BRANO DA LEGGERE:
Per i religiosi, invece, il tabù è tale che fra uomo ed animale non vengono elencate differenze soltanto quantitative, ma soprattutto ed essenzialmente ‘qualitative’: l’animale non è meno intelligente rispetto all’uomo, nè meno sofferente, ed in ultima analisi meno destinatario di diritti; l’animale, assai più semplicemente, non è intelligente, non soffre, non ha alcun diritto. Si può discutere, come nel dibattito sul cartesianesimo, se e quanto sia un automa, ma guai a confrontare le sue attività (apparentemente ‘mentali’) con quelle dell’uomo.
Ma questa riduzione dell’animale ad automa si dimostra una posizione poco difendibile: come negargli infatti, ad esempio, la sensibilità, di cui sembra evidentemente dotato, visto che reagisce in modo appropriato e vario agli stimoli?
Per il mondo cattolico si tratta di una mera apparenza: l’animale non soffre come soffriamo noi (anche se dà questa falsa impressione), ma è semplicemente mosso da una reflettività incosciente. Non ha dunque senso chiedersi se qualunque animale, anche il più simile a noi, possa o no essere usato a fini scientifici, anche mediante la vivisezione.

CONSEGNA 1:
Puoi riscrivere il tratto del brano sugli animali compreso tra "Per il mondo" e "mediante la vivisezione.", estremi inclusi, ribattezzando "vivisezione" in "sperimentazione diretta"?
CONSEGNA 2:
Rispondi a queste domande sul brano sugli animali:
(a) Di che tipo sono, soprattutto ed essenzialmente, le differenze tra uomo e animale indicate dai religiosi?
(b) Quale capacità si cita come esempio per mostrare che ridurre l'animale ad automa è poco difendibile?
(c) Secondo il mondo cattolico, da che cosa è mosso l'animale?

Voci di puntamento su oggetti nominati:
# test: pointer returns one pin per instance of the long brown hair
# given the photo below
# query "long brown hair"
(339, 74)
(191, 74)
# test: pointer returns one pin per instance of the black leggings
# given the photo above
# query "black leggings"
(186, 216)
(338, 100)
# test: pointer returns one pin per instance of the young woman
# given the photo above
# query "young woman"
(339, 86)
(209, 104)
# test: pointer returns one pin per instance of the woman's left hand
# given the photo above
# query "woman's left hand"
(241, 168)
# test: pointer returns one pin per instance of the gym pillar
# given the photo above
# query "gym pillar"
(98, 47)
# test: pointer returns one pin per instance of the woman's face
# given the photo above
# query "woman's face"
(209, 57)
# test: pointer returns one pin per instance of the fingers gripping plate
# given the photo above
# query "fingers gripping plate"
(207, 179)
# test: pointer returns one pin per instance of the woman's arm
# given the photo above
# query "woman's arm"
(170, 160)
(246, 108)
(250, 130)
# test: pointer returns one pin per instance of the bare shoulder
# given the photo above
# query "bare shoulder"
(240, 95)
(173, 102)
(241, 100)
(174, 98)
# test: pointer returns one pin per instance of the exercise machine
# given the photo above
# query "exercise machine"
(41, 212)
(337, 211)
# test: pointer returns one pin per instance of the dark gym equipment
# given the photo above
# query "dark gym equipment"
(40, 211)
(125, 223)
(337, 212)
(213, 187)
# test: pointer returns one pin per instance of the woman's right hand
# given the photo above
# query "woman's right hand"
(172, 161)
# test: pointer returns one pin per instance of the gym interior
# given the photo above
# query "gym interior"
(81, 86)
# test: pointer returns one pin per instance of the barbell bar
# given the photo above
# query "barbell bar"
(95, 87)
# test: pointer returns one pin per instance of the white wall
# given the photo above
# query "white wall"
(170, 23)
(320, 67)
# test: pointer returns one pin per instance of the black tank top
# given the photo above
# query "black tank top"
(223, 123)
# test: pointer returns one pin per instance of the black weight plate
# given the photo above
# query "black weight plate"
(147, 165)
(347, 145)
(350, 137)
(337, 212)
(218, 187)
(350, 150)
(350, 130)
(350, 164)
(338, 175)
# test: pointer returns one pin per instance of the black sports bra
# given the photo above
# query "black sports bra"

RISULTATO FINALE 1:
Per il mondo cattolico si tratta di una mera apparenza: l’animale non soffre come soffriamo noi (anche se dà questa falsa impressione), ma è semplicemente mosso da una reflettività incosciente. Non ha dunque senso chiedersi se qualunque animale, anche il più simile a noi, possa o no essere usato a fini scientifici, anche mediante la sperimentazione diretta.

RISULTATO FINALE 2:
(a) Qualitative.
(b) La sensibilità, visto che l'animale reagisce in modo appropriato e vario agli stimoli.
(c) Da una reflettività incosciente.